**MATERIAL FOR THIS EXERCISE:**
○ ○ ○ ○ ○ ○ ○

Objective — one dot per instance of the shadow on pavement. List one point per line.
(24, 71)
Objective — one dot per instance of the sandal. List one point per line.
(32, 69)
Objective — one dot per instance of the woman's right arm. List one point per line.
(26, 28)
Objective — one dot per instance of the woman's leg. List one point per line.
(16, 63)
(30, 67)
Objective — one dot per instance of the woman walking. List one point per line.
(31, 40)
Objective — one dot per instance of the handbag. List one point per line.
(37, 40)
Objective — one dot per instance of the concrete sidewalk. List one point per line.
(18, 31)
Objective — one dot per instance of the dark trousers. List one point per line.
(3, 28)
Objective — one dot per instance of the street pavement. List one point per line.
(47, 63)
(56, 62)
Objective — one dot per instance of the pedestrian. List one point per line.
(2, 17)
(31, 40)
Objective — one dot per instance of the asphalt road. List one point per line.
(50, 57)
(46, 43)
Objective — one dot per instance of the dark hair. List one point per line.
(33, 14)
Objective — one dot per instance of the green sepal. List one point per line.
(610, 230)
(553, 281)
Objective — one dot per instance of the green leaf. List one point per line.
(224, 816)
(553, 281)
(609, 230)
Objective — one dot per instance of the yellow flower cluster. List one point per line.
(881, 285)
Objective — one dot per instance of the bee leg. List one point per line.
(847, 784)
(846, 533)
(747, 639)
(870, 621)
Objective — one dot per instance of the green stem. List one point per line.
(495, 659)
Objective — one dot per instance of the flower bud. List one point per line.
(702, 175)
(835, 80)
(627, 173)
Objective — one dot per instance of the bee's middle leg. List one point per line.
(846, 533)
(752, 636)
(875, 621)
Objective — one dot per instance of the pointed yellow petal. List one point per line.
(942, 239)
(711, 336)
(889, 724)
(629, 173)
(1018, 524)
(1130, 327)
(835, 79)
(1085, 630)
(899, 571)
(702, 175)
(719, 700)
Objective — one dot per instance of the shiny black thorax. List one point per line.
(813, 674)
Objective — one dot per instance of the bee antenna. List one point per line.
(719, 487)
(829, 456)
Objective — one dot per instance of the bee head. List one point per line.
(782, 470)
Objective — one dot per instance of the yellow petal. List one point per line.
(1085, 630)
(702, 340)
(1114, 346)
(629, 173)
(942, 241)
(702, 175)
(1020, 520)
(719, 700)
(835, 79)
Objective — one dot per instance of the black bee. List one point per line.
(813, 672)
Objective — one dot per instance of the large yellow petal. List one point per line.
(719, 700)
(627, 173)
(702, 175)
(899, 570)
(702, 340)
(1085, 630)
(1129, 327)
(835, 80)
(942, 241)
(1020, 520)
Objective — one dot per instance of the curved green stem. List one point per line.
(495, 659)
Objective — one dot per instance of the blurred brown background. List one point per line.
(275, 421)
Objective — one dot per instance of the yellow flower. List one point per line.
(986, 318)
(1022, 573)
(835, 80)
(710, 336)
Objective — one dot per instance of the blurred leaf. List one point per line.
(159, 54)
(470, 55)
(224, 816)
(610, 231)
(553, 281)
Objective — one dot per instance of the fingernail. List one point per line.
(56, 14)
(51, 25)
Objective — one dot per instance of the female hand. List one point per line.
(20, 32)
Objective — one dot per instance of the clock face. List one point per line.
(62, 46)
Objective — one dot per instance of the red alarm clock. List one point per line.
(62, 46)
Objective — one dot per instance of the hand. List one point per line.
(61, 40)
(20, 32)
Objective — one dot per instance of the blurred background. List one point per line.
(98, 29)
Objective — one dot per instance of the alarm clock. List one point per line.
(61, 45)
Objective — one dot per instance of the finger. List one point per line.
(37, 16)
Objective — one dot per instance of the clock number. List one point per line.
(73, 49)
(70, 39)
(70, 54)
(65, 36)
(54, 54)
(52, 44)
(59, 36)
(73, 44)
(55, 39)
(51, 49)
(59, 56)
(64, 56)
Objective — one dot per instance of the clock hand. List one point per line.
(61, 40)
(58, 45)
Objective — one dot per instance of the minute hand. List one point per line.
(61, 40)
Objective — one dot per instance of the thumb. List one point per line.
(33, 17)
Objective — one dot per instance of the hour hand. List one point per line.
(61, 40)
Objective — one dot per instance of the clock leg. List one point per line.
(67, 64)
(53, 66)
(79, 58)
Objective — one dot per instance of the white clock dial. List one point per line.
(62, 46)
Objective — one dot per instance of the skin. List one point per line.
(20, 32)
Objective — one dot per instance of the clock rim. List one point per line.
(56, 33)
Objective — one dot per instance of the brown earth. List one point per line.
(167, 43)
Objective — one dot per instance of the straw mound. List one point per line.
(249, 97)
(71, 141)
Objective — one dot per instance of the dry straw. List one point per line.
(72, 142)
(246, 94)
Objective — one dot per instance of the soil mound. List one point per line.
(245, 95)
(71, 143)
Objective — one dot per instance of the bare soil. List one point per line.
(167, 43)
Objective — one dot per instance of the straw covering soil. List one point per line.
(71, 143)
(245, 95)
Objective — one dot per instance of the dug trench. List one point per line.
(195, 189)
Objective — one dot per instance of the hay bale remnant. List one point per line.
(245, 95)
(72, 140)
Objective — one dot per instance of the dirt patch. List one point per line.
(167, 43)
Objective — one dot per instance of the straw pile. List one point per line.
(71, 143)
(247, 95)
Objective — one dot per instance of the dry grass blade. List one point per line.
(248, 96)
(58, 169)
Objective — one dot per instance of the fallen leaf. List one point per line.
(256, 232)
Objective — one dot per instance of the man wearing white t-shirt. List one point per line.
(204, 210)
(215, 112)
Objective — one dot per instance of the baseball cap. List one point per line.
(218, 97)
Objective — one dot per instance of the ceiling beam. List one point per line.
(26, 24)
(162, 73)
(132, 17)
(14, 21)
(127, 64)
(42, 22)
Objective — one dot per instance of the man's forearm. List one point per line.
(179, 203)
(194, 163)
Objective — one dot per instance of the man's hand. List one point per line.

○ ○ ○ ○ ○ ○ ○

**WHAT THE TASK ASKS:**
Restate each of the records exactly, leaving nothing out.

**TASK RESULT:**
Objective — one dot per instance of the shadow on pavement. List one point per line.
(24, 71)
Objective — one dot per instance of the sandal. List one point per line.
(32, 69)
Objective — one dot per instance of the woman's right arm. List one point per line.
(26, 28)
Objective — one dot per instance of the woman's leg. List one point per line.
(16, 63)
(30, 67)
Objective — one dot per instance of the woman walking. List one point per line.
(31, 40)
Objective — one dot per instance of the handbag. List one point per line.
(37, 40)
Objective — one dot per instance of the concrete sidewalk. List one point per line.
(18, 31)
Objective — one dot per instance of the dark trousers. List one point per line.
(3, 28)
Objective — one dot per instance of the street pavement. List one point per line.
(47, 63)
(56, 62)
Objective — one dot per instance of the pedestrian. List one point per line.
(2, 17)
(31, 40)
Objective — one dot per instance of the asphalt road. List one point per line.
(50, 57)
(46, 43)
Objective — one dot per instance of the dark hair. List one point per line.
(33, 14)
Objective — one dot per instance of the green sepal. List one point per line.
(610, 230)
(553, 281)
Objective — one dot per instance of the green leaf. List one point per line.
(224, 816)
(553, 281)
(609, 230)
Objective — one dot per instance of the yellow flower cluster. List one point per line.
(881, 285)
Objective — one dot per instance of the bee leg. List one point per line.
(847, 784)
(846, 533)
(747, 639)
(870, 621)
Objective — one dot per instance of the green stem. List one point per line.
(495, 659)
Objective — one dot per instance of the flower bud. List one point per line.
(702, 175)
(835, 80)
(627, 173)
Objective — one dot per instance of the bee's middle leg. List one point per line.
(846, 533)
(752, 636)
(875, 621)
Objective — one dot per instance of the pointed yellow petal. List one point per line.
(942, 239)
(711, 336)
(889, 724)
(629, 173)
(1018, 524)
(1130, 327)
(835, 79)
(1085, 630)
(899, 571)
(702, 175)
(719, 700)
Objective — one dot per instance of the shiny black thorax. List one point per line.
(813, 674)
Objective — one dot per instance of the bee antenna. List one point per line.
(719, 487)
(829, 456)
Objective — one dot per instance of the bee head. List one point per line.
(782, 470)
Objective — one dot per instance of the yellow petal. List one point per line.
(1085, 630)
(702, 340)
(1114, 346)
(629, 173)
(942, 241)
(702, 175)
(1020, 520)
(719, 700)
(835, 79)
Objective — one dot per instance of the black bee. List one point per line.
(813, 672)
Objective — one dot per instance of the large yellow petal. List one point per line.
(719, 700)
(627, 173)
(702, 175)
(899, 570)
(702, 340)
(1085, 630)
(1129, 327)
(835, 80)
(942, 241)
(1020, 520)
Objective — one dot per instance of the curved green stem. List one point per line.
(495, 659)
Objective — one dot per instance of the blurred brown background. List one point per line.
(275, 421)
Objective — one dot per instance of the yellow flower. List one point per line.
(986, 318)
(1022, 573)
(835, 80)
(710, 336)
Objective — one dot per instance of the blurred leaf. List one point per line.
(159, 54)
(470, 55)
(224, 816)
(610, 231)
(553, 281)
Objective — one dot per instance of the fingernail. List one point per line.
(56, 14)
(51, 25)
Objective — one dot per instance of the female hand. List one point per line.
(20, 32)
Objective — one dot per instance of the clock face. List one point per line.
(62, 46)
Objective — one dot per instance of the red alarm clock. List one point per line.
(62, 46)
Objective — one dot per instance of the hand. List one point per line.
(61, 40)
(20, 32)
Objective — one dot per instance of the blurred background. List one point per line.
(98, 29)
Objective — one dot per instance of the alarm clock. List one point per line.
(61, 45)
Objective — one dot per instance of the finger. List one point per line.
(37, 16)
Objective — one dot per instance of the clock number. List one point per line.
(73, 49)
(70, 39)
(70, 54)
(65, 36)
(54, 54)
(52, 44)
(59, 36)
(73, 44)
(55, 39)
(51, 49)
(59, 56)
(64, 56)
Objective — one dot per instance of the clock hand. List one point per line.
(61, 40)
(58, 45)
Objective — one dot per instance of the minute hand. List one point per line.
(61, 40)
Objective — one dot per instance of the thumb. List one point per line.
(33, 17)
Objective — one dot per instance of the hour hand. List one point per line.
(61, 40)
Objective — one dot per instance of the clock leg. List one point per line.
(67, 64)
(53, 66)
(79, 58)
Objective — one dot per instance of the white clock dial. List one point per line.
(62, 46)
Objective — one dot per instance of the skin. List one point per line.
(20, 32)
Objective — one dot per instance of the clock rim. List one point per line.
(56, 33)
Objective — one dot per instance of the brown earth. List one point per line.
(167, 43)
Objective — one dot per instance of the straw mound. List one point per line.
(249, 97)
(71, 141)
Objective — one dot per instance of the dry straw. List one point per line.
(72, 142)
(246, 94)
Objective — one dot per instance of the soil mound. List one point per line.
(245, 95)
(71, 143)
Objective — one dot per instance of the bare soil. List one point per line.
(167, 43)
Objective — one dot per instance of the straw covering soil. List one point per line.
(71, 143)
(245, 95)
Objective — one dot per instance of the dug trench. List one point per line.
(195, 189)
Objective — one dot per instance of the hay bale remnant. List one point per line.
(245, 95)
(72, 140)
Objective — one dot per instance of the dirt patch. List one point per line.
(167, 43)
Objective — one dot per instance of the straw pile. List one point per line.
(71, 143)
(247, 95)
Objective — one dot per instance of the dry grass blade. List one point per line.
(248, 96)
(58, 169)
Objective — one dot per instance of the fallen leaf. List one point per line.
(256, 232)
Objective — one dot per instance of the man wearing white t-shirt. List one point per line.
(204, 210)
(215, 112)
Objective — one dot per instance of the baseball cap. List one point per line.
(218, 97)
Objective — one dot per instance of the ceiling beam. List one point per line.
(26, 24)
(162, 73)
(132, 17)
(14, 21)
(127, 64)
(42, 22)
Objective — one dot per instance of the man's forearm. List one point per line.
(179, 203)
(194, 163)
Objective — one dot per instance of the man's hand. List one point per line.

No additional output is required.